Reproduce the passage on mercury's health effects from "Methylmercury can travel" up to and including "to spontaneous abortions.".

(DOCUMENT SECTION Opens)

Mercury is primarily a neurotoxin, which means it attacks the central nervous system. Its effects are often subtle enough not to be recognized immediately, but more and more people are learning that their health problems could be due to mercury exposure.
Nervous system problems can include impaired coordination, tremors, irritability, memory loss, depression, blurred vision and a tingling sensation in the skin. Other symptoms include fatigue, headache, decreased concentration and muscle or joint pain.
Adverse health effects from mercury in fish diets can range from subtle nervous system effects to more serious mercury poisoning, depending on how much and how often fish is eaten and how much mercury is in the fish.
An EPA scientist estimated that one in ten pregnant women has enough mercury in her blood to pose neurological risks to her developing baby. This means that hundreds of thousands of newborns each year in the United States may be exposed to enough mercury to hinder nervous system development.
Perhaps the greatest concern about mercury is its effect on the early development of the fetus and later effects on childhood development.
Methylmercury can travel across the placenta from the mother to the fetus, meaning exposure to the dangerous poison often begins in the womb during a baby's most vulnerable developmental period. Children and fetuses are also harmed by lower concentrations of mercury than it takes to hurt adults.
At least 12 scientific studies have linked mercury to cardiovascular diseases including increased blood pressure, irregular and increased heart rate and increased rates of death from heart attacks.
Mercury is among a group of chemicals that can cause infertility according to the National Research Council. It is believed that mercury exposure can lead to spontaneous abortions.
Kidney Damage and Cancer
Mercury causes kidney damage and is classified as a "Possible Human Carcinogen" by the EPA and IARC. While there is inadequate information to draw a conclusion based on human studies, it has been shown to cause kidney tumors in male laboratory mice.

(DOCUMENT SECTION Closes)
(EXTRACTED RECORDS Opens)

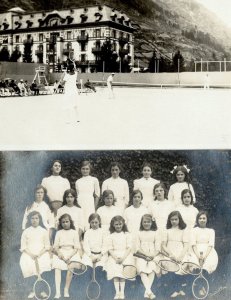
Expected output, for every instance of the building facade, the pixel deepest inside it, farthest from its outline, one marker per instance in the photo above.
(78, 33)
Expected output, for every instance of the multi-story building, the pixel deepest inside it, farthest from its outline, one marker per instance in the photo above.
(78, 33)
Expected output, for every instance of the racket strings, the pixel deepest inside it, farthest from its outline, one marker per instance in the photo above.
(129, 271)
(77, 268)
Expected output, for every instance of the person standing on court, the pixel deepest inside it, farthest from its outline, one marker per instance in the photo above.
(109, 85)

(EXTRACTED RECORDS Closes)
(EXTRACTED RECORDS Opens)

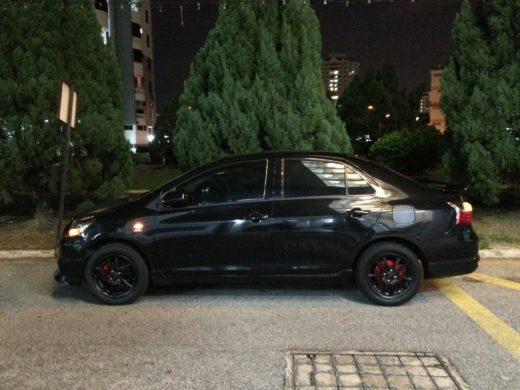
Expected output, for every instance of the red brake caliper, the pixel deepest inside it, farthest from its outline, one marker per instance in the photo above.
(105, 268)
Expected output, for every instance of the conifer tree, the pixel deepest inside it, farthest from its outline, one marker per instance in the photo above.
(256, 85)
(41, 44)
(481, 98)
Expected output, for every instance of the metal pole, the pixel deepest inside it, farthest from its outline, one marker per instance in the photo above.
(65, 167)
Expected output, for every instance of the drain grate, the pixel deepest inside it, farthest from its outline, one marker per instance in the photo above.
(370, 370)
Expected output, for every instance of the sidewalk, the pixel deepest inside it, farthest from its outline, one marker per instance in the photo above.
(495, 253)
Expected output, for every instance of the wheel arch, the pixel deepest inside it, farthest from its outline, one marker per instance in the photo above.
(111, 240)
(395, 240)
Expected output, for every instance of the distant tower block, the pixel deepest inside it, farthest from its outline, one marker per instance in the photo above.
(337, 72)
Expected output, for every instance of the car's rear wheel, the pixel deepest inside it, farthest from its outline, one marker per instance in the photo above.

(EXTRACTED RECORDS Closes)

RESPONSE TO THIS EXERCISE
Methylmercury can travel across the placenta from the mother to the fetus, meaning exposure to the dangerous poison often begins in the womb during a baby's most vulnerable developmental period. Children and fetuses are also harmed by lower concentrations of mercury than it takes to hurt adults.
At least 12 scientific studies have linked mercury to cardiovascular diseases including increased blood pressure, irregular and increased heart rate and increased rates of death from heart attacks.
Mercury is among a group of chemicals that can cause infertility according to the National Research Council. It is believed that mercury exposure can lead to spontaneous abortions.